Aim of the exercise. Format the lines from the line containing "Every instance of the man gets one dot." through the end of the records, inclusive, as a Markdown table with the columns "Entry" and "Content," giving each line its sequential number and omitting any blank lines.

----------

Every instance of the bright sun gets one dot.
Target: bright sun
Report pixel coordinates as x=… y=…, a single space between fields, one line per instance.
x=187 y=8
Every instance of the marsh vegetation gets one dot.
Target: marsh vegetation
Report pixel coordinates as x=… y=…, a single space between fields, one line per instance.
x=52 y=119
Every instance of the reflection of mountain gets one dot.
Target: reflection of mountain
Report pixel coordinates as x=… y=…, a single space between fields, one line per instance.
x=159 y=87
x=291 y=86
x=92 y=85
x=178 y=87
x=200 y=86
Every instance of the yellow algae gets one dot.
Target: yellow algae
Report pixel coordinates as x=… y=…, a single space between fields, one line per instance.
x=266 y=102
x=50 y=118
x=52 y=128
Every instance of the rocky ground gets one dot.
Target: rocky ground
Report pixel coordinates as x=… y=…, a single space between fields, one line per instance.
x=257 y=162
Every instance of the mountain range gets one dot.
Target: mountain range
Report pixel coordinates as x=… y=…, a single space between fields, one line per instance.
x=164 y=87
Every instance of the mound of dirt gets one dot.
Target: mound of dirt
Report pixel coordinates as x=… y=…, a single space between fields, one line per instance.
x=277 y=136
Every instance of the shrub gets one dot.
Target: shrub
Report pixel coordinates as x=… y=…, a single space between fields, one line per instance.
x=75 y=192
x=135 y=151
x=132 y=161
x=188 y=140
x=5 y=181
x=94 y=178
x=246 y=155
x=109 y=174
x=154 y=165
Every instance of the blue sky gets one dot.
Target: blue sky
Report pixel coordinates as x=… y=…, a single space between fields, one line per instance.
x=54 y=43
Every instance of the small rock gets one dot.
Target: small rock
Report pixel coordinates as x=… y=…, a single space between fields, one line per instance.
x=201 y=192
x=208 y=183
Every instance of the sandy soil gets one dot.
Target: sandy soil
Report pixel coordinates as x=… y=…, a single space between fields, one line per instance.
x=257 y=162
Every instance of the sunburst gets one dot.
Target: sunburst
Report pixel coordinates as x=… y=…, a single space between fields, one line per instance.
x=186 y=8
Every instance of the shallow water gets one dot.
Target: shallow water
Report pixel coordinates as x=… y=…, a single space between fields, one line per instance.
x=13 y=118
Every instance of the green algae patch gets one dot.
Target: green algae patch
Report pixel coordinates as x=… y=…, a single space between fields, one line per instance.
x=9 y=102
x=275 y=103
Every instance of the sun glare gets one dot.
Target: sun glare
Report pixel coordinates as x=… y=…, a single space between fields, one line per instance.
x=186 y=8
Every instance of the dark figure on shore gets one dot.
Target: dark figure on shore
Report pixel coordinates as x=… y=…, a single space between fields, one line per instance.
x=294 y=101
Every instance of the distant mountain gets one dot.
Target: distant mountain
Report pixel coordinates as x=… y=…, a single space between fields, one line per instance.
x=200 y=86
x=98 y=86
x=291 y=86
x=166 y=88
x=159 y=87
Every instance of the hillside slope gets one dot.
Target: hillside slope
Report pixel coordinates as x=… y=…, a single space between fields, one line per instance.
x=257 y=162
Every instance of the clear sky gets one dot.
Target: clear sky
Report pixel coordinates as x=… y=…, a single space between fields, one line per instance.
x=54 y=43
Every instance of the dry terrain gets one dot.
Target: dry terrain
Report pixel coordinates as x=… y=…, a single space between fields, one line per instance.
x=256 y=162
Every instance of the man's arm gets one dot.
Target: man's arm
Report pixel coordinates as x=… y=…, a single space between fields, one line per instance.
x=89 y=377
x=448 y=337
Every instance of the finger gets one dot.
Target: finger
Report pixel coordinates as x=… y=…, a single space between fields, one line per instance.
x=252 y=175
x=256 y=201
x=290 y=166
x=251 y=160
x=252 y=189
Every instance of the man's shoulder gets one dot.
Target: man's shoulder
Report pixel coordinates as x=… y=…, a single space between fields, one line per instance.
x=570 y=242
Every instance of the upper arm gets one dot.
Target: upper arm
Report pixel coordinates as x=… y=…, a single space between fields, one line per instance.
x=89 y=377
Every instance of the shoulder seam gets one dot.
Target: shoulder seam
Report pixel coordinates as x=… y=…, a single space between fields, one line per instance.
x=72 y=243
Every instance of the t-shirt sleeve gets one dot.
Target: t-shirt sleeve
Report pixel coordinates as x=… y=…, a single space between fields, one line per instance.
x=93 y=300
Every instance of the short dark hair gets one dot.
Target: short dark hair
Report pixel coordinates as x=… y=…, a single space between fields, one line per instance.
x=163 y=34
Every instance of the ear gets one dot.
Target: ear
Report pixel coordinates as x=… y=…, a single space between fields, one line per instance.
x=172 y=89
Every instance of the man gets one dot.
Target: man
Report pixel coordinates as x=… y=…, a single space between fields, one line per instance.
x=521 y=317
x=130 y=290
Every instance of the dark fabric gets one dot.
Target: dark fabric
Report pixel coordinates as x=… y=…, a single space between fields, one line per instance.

----------

Response to the exercise.
| Entry | Content |
|---|---|
| 1 | Every instance of the man gets one dot. |
| 2 | Target: man |
| 3 | Report pixel coordinates as x=… y=…, a single space between fields, one line per instance. |
| 4 | x=521 y=317 |
| 5 | x=130 y=290 |
| 6 | Every instance of the dark fabric gets one dot. |
| 7 | Target: dark fabric |
| 8 | Report pixel coordinates as x=… y=…, a single space between fields, one line per instance. |